* START DATA TO PROCESS *

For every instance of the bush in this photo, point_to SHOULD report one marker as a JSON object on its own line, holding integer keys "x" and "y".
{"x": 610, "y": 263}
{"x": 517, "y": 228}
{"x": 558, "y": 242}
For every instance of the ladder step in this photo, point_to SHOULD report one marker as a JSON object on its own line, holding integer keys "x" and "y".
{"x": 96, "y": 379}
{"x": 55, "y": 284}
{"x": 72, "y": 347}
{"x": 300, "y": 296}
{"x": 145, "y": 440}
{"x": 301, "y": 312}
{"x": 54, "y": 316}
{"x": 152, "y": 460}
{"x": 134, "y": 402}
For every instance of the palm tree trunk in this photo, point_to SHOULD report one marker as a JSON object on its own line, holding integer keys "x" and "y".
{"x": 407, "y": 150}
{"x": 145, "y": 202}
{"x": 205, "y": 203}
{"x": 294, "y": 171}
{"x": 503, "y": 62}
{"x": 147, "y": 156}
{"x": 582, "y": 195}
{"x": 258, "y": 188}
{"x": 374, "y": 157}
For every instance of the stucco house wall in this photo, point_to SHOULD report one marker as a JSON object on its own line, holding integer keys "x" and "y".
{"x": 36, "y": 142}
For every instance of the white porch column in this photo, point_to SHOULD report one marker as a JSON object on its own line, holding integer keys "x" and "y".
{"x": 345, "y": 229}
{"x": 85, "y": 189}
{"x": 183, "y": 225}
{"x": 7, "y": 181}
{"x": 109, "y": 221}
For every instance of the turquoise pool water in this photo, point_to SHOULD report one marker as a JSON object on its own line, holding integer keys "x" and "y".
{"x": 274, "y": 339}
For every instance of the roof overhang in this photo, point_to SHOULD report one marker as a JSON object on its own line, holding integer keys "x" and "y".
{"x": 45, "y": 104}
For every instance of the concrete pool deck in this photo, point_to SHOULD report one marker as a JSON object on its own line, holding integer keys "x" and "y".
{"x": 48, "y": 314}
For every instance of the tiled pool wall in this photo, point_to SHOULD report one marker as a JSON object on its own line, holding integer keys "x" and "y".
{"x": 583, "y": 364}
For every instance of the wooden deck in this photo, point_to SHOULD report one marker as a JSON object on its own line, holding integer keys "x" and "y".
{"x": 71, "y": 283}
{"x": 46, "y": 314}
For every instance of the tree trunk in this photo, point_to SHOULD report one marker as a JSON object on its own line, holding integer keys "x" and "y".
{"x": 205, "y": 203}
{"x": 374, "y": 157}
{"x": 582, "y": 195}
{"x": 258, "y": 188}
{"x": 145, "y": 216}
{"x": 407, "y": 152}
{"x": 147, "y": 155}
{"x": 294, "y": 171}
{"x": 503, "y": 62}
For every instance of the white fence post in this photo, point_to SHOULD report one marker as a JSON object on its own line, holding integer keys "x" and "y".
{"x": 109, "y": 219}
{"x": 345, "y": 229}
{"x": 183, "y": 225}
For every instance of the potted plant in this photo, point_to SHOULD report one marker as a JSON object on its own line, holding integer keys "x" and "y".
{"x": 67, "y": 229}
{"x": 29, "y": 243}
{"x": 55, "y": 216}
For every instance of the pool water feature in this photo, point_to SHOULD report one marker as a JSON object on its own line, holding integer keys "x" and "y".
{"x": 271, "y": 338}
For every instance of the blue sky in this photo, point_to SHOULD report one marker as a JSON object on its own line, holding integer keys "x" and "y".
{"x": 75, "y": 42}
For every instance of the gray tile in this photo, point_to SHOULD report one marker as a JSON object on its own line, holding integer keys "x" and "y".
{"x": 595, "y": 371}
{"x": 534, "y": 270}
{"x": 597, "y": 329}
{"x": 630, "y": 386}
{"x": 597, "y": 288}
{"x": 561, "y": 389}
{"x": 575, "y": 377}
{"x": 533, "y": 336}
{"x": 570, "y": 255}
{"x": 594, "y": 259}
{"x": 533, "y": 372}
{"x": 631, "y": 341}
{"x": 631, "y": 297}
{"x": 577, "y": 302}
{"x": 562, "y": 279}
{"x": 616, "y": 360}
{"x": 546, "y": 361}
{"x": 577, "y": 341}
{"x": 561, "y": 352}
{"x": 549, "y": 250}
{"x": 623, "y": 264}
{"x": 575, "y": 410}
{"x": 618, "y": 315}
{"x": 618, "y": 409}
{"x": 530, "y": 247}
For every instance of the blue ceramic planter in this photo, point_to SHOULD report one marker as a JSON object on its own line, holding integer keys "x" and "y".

* END DATA TO PROCESS *

**TASK INSTRUCTIONS**
Update each entry above so that "SHOULD" becomes "MUST", and leave all other text identical.

**THE COMPLETED TASK**
For every instance of the bush in this photo, point_to MUST report one marker as a JSON object on its own line, holding integer keys "x" and "y".
{"x": 610, "y": 263}
{"x": 517, "y": 228}
{"x": 558, "y": 242}
For every instance of the ladder step in this photo, point_to MUST report one marker as a JSON object on its own line, holding integer keys "x" and "y".
{"x": 96, "y": 379}
{"x": 55, "y": 284}
{"x": 72, "y": 347}
{"x": 300, "y": 296}
{"x": 145, "y": 440}
{"x": 301, "y": 312}
{"x": 54, "y": 316}
{"x": 152, "y": 460}
{"x": 134, "y": 402}
For every instance of the palm tree trunk in this photo, point_to MUST report one marker as a JSON object on its own line, holding integer keys "x" and "y".
{"x": 407, "y": 150}
{"x": 145, "y": 202}
{"x": 205, "y": 203}
{"x": 294, "y": 171}
{"x": 503, "y": 62}
{"x": 147, "y": 156}
{"x": 582, "y": 195}
{"x": 258, "y": 188}
{"x": 374, "y": 157}
For every instance of the stucco house wall in this photo, point_to MUST report one marker as a JSON object on its own line, holding integer keys "x" and "y".
{"x": 36, "y": 142}
For every instance of the white porch column in this photo, point_to MUST report one marker as a JSON object on its own line, holding integer keys "x" and "y".
{"x": 345, "y": 229}
{"x": 85, "y": 189}
{"x": 183, "y": 225}
{"x": 7, "y": 181}
{"x": 109, "y": 221}
For every instance of the turquoise pool water in this photo, point_to MUST report one marker as a JSON object on its own line, holding integer keys "x" and "y".
{"x": 274, "y": 339}
For every instance of the roof overhang in this photo, point_to MUST report one marker as a JSON object on its own line, holding integer keys "x" and "y".
{"x": 45, "y": 104}
For every instance of the concrete pool deck in this photo, point_to MUST report one marker as a JSON object on its own line, holding integer keys "x" and "y".
{"x": 48, "y": 314}
For every instance of the tiled pool wall in this photo, point_to MUST report one marker as a JSON object on its own line, holding integer keys "x" and "y".
{"x": 583, "y": 364}
For every instance of the wooden deck in this photo, point_to MUST report one marker as a JSON object on its own line, holding integer keys "x" and "y".
{"x": 71, "y": 283}
{"x": 46, "y": 314}
For every instance of the tree trunk in this photo, point_to MUST report one marker as a JSON object on its own line, holding integer keys "x" and "y".
{"x": 205, "y": 203}
{"x": 374, "y": 157}
{"x": 582, "y": 195}
{"x": 258, "y": 188}
{"x": 145, "y": 216}
{"x": 407, "y": 152}
{"x": 147, "y": 155}
{"x": 294, "y": 171}
{"x": 503, "y": 62}
For every instance of the white fence post in this photo, point_to MUST report one marker as a JSON object on its own line, holding integer keys "x" and "y".
{"x": 109, "y": 219}
{"x": 345, "y": 229}
{"x": 183, "y": 225}
For every instance of the potted plant in this photo, point_to MUST report one marker as a JSON object on its own line, holding integer keys "x" and "y".
{"x": 67, "y": 229}
{"x": 29, "y": 243}
{"x": 55, "y": 216}
For every instance of the pool water feature in this photo, point_to MUST report one marker as a JSON object on its own line, holding integer keys "x" and "y".
{"x": 271, "y": 338}
For every instance of the blue sky in this photo, point_to MUST report one marker as a JSON object on its own line, holding integer keys "x" and "y".
{"x": 75, "y": 42}
For every instance of the gray tile in this photo, point_to MUST report one marker as a JSON object on its own line, holding integer keys "x" and "y".
{"x": 595, "y": 371}
{"x": 534, "y": 270}
{"x": 597, "y": 329}
{"x": 630, "y": 386}
{"x": 597, "y": 288}
{"x": 561, "y": 389}
{"x": 575, "y": 377}
{"x": 533, "y": 336}
{"x": 570, "y": 255}
{"x": 594, "y": 259}
{"x": 533, "y": 372}
{"x": 631, "y": 341}
{"x": 631, "y": 297}
{"x": 577, "y": 302}
{"x": 562, "y": 279}
{"x": 616, "y": 360}
{"x": 546, "y": 361}
{"x": 577, "y": 341}
{"x": 561, "y": 352}
{"x": 549, "y": 250}
{"x": 623, "y": 264}
{"x": 575, "y": 410}
{"x": 618, "y": 315}
{"x": 618, "y": 409}
{"x": 530, "y": 247}
For every instance of the blue ceramic planter in this photo, point_to MUST report one marker as a JSON object on its own line, holding integer keys "x" and "y".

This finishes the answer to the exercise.